**练习详情**
请数一数下面的列表中有几行含有字符串“rough”，只写出行数。

**原始材料**
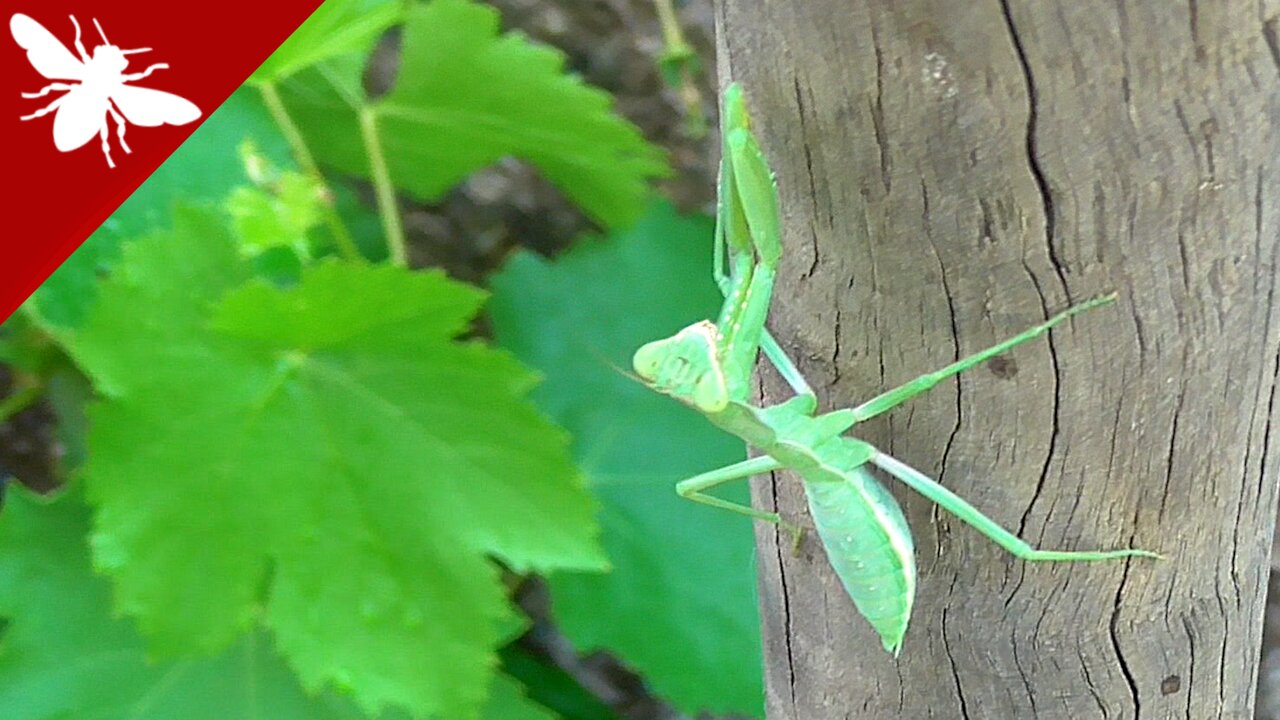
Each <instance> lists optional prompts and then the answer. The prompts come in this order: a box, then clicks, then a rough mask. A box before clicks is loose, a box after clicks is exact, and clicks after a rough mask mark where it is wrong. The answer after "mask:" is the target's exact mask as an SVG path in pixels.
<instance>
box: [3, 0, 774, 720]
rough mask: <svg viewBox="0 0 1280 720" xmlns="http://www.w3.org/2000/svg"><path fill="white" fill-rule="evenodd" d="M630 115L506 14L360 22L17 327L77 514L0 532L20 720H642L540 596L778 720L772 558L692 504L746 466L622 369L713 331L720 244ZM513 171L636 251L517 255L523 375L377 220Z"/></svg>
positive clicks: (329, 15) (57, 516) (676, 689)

**任务解答**
2